# Task prompt:
Each line from the one that contains "stainless steel dishwasher" to the end of the material must be set down exactly, and no line before it.

Stored data entries
================================

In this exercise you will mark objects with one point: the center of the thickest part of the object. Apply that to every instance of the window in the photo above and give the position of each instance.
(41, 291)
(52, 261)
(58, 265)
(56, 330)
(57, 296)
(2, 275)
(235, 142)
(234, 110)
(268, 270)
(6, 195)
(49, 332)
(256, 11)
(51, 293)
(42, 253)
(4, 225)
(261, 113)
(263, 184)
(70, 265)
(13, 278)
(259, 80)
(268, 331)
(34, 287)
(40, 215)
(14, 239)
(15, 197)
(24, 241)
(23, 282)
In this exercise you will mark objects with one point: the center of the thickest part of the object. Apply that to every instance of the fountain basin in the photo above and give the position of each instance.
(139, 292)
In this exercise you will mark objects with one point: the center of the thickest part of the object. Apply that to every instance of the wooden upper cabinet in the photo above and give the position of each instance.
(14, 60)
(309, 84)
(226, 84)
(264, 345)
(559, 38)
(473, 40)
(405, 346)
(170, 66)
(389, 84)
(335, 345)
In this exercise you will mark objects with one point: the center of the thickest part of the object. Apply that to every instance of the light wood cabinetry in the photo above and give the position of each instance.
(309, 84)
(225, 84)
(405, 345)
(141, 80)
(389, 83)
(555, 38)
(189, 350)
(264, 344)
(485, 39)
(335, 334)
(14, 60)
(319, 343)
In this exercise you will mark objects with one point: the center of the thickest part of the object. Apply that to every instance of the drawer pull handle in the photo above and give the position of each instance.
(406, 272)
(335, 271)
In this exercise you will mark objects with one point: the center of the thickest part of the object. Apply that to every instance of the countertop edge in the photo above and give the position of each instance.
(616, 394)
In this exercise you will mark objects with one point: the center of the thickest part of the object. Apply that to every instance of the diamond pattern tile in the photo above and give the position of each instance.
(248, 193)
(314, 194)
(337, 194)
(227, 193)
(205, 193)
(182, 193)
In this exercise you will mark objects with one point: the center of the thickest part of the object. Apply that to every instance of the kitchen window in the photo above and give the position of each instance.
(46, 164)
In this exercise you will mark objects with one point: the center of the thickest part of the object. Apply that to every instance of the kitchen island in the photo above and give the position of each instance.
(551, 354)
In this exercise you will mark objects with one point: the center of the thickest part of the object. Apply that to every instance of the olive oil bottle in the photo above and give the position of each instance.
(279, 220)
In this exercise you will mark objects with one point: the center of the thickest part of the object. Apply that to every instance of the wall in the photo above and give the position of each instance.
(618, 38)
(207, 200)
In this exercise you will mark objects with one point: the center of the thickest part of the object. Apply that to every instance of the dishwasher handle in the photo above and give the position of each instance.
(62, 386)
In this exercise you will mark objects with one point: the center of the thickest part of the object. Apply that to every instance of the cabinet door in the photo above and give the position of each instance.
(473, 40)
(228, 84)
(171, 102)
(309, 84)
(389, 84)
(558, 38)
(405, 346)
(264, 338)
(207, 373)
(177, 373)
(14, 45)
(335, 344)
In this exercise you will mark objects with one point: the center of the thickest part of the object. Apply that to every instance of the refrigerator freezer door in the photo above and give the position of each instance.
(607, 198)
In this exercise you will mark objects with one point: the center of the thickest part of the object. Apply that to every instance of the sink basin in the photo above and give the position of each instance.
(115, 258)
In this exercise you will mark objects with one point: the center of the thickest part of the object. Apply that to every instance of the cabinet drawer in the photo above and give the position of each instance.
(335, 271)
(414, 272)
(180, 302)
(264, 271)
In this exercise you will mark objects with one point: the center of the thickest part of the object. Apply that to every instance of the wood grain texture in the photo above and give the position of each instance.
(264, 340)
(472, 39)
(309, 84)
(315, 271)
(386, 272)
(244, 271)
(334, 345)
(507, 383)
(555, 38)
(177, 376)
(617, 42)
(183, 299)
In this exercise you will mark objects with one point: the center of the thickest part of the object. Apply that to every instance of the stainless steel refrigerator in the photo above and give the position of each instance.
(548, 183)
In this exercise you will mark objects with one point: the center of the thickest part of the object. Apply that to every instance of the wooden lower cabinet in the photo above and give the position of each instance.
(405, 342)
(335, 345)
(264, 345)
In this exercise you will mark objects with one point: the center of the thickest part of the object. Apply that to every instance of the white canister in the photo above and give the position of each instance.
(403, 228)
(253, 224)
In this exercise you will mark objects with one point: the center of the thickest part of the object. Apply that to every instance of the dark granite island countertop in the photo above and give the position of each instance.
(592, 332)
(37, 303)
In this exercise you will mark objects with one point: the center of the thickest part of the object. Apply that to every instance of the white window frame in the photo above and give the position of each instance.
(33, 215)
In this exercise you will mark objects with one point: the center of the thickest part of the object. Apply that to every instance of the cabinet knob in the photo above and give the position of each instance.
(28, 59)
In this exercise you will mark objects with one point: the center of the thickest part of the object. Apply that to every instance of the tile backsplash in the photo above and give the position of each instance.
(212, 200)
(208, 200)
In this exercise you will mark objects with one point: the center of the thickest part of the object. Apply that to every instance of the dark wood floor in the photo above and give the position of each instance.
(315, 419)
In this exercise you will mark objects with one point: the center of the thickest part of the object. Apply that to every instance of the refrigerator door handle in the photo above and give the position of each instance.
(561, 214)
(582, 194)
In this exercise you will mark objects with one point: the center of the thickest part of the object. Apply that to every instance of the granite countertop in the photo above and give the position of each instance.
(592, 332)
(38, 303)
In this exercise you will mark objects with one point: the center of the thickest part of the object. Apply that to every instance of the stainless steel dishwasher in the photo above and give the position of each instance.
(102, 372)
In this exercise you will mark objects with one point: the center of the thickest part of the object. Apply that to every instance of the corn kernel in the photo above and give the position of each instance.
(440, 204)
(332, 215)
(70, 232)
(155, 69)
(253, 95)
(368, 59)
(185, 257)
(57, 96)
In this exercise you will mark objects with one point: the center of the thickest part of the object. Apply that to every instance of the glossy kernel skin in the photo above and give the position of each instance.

================================

# Output of the task:
In this exercise you will mark objects with one point: the center of the thickest part of the object. Apply that to every instance of the stainless steel dishwasher in the photo above and give the position of each instance.
(102, 372)
In this exercise you will mark objects with one point: the center of the thickest part of the object. Apply that to every instance of the corn kernel in the photo above and give the position of each instance.
(440, 204)
(332, 215)
(70, 232)
(155, 69)
(253, 95)
(368, 59)
(185, 257)
(57, 96)
In this exercise you will mark objects with one point: the center of the thickest part of the object. Apply that to every instance of the glossy kernel skin in the photo above and give the position of each instance.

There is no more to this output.